** The input **
• • • •

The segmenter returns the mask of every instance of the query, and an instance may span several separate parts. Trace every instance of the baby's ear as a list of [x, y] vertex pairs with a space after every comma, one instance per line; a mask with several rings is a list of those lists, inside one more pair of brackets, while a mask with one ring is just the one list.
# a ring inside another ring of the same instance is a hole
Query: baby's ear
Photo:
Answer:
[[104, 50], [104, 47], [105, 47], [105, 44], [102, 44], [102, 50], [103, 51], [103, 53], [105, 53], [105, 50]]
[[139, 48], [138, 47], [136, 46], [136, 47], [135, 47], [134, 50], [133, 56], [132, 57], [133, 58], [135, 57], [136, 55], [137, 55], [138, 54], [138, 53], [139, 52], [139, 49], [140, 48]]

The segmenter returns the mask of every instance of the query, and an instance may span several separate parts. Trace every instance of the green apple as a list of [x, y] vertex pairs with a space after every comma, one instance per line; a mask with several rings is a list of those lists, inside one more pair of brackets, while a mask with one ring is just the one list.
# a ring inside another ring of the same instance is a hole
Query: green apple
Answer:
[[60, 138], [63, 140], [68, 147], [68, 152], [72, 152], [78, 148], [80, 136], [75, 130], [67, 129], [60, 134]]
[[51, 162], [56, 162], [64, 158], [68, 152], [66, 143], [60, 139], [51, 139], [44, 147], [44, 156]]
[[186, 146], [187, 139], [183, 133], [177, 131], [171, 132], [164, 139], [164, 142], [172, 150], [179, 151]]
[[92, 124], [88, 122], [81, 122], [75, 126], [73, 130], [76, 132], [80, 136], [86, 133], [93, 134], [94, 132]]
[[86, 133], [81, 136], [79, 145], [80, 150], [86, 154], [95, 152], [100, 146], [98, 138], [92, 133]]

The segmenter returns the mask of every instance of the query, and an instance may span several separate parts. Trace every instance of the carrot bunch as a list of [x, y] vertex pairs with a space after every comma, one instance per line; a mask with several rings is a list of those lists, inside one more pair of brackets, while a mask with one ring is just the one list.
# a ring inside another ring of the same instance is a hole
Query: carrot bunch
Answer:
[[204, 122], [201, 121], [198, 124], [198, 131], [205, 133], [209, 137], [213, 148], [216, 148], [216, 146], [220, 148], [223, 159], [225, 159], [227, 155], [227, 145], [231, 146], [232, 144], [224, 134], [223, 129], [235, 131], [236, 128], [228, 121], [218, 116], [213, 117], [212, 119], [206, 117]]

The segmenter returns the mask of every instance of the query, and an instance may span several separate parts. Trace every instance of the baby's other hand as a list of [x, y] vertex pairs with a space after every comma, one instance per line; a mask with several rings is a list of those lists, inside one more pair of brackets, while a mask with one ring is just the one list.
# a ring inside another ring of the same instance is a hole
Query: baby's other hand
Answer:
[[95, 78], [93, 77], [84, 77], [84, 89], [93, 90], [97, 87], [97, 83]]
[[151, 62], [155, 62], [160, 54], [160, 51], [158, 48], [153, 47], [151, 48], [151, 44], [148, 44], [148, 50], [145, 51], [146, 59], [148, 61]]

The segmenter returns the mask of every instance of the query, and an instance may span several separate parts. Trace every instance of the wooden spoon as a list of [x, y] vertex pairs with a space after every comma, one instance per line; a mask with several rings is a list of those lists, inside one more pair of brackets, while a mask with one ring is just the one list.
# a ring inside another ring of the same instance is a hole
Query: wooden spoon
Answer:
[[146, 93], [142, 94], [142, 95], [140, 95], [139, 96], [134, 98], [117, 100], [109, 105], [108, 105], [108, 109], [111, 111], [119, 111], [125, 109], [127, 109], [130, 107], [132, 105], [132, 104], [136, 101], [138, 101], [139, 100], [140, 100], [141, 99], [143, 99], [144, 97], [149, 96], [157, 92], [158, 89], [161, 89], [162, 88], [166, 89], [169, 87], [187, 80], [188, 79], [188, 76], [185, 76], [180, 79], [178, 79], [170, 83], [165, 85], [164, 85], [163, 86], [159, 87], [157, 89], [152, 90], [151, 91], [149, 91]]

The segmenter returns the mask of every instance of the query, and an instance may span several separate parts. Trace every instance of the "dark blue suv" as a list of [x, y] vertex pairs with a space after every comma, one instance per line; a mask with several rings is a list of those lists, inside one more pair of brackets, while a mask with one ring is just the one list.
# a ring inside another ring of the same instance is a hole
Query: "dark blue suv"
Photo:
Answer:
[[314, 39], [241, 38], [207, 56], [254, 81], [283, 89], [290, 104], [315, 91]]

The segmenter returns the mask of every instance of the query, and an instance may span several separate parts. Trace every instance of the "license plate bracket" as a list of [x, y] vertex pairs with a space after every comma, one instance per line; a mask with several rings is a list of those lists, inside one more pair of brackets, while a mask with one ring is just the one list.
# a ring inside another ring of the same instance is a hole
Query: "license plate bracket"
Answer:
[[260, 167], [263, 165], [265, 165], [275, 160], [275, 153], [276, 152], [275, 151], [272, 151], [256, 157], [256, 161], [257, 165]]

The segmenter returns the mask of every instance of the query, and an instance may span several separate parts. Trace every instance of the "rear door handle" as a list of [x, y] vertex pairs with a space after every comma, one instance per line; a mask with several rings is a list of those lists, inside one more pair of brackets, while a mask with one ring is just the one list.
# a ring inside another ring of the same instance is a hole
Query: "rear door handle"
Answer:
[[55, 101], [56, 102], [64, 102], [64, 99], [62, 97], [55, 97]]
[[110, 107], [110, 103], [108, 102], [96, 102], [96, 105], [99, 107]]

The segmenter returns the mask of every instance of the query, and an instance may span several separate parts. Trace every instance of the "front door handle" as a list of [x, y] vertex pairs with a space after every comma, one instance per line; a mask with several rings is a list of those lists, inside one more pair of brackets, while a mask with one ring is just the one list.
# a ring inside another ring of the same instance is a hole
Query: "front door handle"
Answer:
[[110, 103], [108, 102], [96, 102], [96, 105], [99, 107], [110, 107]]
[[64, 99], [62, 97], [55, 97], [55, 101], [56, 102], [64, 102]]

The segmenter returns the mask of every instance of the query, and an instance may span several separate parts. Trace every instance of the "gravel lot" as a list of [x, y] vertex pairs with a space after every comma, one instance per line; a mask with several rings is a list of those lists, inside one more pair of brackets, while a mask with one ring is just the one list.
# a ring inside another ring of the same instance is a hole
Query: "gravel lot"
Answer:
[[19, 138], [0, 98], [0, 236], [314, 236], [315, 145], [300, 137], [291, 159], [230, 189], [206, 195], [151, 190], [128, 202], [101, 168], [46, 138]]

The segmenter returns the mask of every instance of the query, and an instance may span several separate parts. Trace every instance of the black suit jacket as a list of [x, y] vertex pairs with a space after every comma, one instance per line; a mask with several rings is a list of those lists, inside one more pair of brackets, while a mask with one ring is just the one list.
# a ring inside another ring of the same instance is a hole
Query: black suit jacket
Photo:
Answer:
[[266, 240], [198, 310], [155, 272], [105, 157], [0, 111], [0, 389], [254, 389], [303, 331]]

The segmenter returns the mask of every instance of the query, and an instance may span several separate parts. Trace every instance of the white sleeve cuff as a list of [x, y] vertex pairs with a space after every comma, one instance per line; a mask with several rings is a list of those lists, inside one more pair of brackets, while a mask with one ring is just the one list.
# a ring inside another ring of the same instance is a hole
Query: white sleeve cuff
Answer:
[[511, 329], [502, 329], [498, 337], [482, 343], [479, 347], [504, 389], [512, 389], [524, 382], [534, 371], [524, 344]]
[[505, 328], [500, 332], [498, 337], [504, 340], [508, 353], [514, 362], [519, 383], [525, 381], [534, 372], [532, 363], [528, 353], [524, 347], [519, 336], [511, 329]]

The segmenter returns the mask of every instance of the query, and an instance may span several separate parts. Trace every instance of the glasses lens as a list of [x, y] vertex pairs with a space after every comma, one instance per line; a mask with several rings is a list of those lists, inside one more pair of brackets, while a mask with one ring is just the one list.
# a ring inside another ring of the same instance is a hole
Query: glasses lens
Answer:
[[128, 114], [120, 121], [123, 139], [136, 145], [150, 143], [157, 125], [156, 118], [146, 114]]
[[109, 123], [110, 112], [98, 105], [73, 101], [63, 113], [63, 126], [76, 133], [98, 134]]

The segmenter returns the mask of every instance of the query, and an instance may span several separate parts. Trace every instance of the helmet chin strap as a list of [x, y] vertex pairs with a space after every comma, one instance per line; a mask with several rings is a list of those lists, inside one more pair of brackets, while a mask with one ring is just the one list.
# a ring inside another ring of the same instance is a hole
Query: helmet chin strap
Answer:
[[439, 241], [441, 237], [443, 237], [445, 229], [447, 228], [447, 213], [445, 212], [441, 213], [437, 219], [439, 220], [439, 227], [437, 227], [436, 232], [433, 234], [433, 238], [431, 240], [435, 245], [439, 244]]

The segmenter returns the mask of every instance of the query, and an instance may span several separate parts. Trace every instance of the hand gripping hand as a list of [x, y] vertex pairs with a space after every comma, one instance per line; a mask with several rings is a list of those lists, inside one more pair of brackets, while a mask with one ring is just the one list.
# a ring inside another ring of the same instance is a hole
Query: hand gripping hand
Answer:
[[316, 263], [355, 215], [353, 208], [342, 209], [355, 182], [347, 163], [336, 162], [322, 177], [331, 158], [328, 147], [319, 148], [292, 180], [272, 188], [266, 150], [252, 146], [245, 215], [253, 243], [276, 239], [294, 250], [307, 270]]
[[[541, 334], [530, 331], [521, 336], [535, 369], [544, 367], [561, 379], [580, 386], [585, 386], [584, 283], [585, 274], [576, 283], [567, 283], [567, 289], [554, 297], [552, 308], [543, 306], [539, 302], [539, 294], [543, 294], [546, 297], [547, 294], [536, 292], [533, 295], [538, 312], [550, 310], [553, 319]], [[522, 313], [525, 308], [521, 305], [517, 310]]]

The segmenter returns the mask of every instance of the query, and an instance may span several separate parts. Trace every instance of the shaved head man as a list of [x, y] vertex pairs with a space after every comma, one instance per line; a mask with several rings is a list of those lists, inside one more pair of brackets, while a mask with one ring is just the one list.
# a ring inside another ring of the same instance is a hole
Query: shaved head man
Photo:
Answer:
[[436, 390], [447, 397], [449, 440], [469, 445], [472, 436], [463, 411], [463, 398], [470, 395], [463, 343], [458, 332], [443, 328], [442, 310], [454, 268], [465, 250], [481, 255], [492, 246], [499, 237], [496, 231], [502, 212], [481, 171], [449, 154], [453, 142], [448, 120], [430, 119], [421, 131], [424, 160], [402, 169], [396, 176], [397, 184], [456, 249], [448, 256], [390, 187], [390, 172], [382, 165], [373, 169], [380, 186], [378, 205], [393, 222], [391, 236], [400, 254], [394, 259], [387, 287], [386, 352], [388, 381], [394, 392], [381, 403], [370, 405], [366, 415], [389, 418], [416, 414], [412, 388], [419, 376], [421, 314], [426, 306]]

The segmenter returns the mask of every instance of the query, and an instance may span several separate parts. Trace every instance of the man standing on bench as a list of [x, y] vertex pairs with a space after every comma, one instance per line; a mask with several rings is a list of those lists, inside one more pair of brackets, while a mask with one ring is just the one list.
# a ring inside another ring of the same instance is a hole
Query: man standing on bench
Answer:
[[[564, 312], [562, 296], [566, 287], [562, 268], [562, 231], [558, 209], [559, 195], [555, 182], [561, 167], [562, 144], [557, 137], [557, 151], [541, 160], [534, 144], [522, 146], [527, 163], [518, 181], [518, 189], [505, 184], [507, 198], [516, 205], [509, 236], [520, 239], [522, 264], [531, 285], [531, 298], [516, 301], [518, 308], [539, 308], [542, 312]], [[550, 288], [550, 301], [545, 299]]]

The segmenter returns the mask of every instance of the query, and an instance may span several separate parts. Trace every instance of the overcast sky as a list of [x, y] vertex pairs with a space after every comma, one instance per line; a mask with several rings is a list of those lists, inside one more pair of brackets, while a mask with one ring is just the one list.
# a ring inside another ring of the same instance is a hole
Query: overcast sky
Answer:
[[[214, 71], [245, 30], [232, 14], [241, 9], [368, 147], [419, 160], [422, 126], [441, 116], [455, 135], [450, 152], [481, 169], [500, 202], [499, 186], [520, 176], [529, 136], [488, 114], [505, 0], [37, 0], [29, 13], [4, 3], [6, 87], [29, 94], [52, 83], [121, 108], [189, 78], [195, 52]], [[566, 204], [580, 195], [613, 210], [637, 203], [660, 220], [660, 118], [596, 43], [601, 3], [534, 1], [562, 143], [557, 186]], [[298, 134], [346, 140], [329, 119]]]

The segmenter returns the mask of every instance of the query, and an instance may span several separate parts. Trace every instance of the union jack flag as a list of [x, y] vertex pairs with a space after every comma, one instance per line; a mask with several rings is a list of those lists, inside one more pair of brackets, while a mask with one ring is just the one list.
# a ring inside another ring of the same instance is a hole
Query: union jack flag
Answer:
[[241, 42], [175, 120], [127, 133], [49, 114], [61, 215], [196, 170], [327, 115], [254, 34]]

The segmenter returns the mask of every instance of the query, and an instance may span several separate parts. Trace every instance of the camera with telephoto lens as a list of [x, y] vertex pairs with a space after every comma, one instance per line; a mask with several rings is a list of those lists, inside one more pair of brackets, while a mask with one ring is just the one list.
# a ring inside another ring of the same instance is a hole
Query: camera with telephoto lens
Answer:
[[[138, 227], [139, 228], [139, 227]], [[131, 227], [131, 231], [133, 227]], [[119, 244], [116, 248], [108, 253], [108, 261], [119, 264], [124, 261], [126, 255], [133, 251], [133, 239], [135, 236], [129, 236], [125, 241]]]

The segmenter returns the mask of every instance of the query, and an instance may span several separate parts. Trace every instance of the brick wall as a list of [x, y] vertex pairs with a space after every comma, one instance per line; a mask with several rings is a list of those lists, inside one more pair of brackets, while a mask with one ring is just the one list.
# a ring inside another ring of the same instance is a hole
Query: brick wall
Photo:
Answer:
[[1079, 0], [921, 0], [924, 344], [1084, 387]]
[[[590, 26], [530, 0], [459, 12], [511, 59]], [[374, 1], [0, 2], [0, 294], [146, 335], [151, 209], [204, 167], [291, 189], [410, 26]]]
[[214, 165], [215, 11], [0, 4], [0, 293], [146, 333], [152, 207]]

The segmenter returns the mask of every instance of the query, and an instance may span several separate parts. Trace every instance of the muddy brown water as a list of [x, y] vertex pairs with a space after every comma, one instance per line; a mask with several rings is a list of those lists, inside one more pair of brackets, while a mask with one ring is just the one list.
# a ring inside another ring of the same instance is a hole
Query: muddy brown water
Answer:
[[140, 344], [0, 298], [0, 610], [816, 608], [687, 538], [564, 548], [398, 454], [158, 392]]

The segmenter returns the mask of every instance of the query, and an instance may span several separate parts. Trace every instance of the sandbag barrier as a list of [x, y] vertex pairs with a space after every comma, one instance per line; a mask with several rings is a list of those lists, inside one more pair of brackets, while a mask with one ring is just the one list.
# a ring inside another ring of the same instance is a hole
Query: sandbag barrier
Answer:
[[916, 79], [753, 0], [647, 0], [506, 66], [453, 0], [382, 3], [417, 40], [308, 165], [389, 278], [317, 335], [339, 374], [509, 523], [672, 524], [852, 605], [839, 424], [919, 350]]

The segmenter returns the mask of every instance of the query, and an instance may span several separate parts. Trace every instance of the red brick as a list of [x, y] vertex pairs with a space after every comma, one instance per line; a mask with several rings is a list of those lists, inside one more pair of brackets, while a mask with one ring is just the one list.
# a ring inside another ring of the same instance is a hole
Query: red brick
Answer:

• • • •

** Task to complete **
Copy the material word for word, starting at the line with "of the shaved" and ending at the line with "301], [545, 299]]]", both lines included.

** Solution **
The segmenter returns the mask of every instance of the query, and an instance may span several separate parts. Trace every instance of the shaved head man as a list of [x, y] vertex pairs with a space after every comma, one instance per line; a mask with several rings is a list of those lists, inside one more pair of brackets, while a mask with one ring is just the one list.
# a ring inside another ring of the same instance is a hole
Query: shaved head man
Photo:
Answer:
[[436, 390], [447, 397], [449, 440], [469, 445], [472, 436], [463, 411], [463, 398], [470, 395], [463, 343], [458, 332], [443, 328], [442, 310], [454, 268], [465, 250], [481, 255], [492, 246], [499, 237], [496, 231], [502, 212], [481, 171], [449, 154], [453, 142], [448, 120], [430, 119], [421, 131], [424, 160], [402, 169], [396, 176], [397, 184], [456, 249], [448, 256], [390, 187], [390, 172], [382, 165], [373, 169], [380, 186], [378, 205], [393, 222], [391, 236], [400, 254], [394, 259], [387, 287], [386, 352], [388, 381], [394, 392], [381, 403], [370, 405], [366, 415], [389, 418], [416, 414], [412, 388], [419, 376], [421, 314], [426, 306]]

The segmenter returns the mask of every instance of the query, and an instance may span several separate parts. Trace every instance of the man standing on bench as a list of [x, y] vertex pairs with a space after every comma, one instance per line; a mask with several rings is a list of those lists, inside one more pair of brackets, while a mask with one ring is just the one list.
# a ring inside another ring of the same instance is a hole
Query: man standing on bench
Answer:
[[[564, 312], [562, 296], [566, 287], [562, 268], [562, 231], [558, 209], [559, 195], [555, 182], [561, 167], [562, 144], [557, 137], [557, 151], [541, 160], [534, 144], [522, 146], [527, 163], [518, 181], [518, 189], [505, 184], [507, 198], [516, 205], [509, 236], [520, 239], [522, 264], [531, 285], [531, 298], [516, 301], [518, 308], [539, 308], [542, 312]], [[550, 288], [550, 301], [545, 299]]]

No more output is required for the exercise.